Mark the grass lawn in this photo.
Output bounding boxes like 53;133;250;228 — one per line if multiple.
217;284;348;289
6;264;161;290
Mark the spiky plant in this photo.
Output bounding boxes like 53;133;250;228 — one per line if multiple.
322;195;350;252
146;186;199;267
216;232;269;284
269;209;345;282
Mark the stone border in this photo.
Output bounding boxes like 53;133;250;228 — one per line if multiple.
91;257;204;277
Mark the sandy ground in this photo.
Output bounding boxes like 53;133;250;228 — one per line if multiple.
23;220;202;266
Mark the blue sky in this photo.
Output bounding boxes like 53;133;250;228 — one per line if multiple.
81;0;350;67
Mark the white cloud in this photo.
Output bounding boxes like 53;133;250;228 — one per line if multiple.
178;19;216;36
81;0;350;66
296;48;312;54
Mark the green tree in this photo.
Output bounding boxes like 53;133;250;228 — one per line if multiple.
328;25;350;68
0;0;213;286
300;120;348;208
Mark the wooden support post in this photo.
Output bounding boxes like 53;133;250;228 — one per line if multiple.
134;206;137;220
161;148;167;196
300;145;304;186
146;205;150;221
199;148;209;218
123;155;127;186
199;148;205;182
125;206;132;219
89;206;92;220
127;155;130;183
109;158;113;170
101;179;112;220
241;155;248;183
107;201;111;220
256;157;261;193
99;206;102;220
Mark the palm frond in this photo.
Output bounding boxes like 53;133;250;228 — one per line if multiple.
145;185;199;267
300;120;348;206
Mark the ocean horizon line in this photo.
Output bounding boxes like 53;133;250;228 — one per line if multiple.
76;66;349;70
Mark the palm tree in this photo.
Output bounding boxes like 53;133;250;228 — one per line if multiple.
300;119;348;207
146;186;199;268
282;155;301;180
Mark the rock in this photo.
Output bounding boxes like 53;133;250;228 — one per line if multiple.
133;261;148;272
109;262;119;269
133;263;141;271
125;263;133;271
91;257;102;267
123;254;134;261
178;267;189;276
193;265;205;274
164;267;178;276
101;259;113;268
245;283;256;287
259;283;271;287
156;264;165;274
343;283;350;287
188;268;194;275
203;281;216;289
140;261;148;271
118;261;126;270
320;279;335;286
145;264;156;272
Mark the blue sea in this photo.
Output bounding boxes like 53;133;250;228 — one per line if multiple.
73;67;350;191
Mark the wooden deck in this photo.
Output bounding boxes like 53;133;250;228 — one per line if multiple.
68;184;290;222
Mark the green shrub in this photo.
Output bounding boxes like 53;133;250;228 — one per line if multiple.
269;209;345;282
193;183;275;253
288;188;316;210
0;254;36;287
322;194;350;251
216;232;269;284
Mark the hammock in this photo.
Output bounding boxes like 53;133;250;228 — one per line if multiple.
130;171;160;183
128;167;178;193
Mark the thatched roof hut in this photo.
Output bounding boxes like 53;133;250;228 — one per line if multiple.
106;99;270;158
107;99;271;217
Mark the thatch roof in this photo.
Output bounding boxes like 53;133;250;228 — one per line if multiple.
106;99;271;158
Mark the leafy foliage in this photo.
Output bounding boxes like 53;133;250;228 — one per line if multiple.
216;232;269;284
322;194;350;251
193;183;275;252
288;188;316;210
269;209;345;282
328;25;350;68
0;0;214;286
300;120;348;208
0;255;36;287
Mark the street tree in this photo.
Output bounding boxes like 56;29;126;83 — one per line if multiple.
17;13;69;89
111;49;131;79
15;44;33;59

++++++

Copy out the lines of the records above in which the string "roof" appears.

Mark the thatched roof hut in this photo.
Mark the thatch roof in this photo.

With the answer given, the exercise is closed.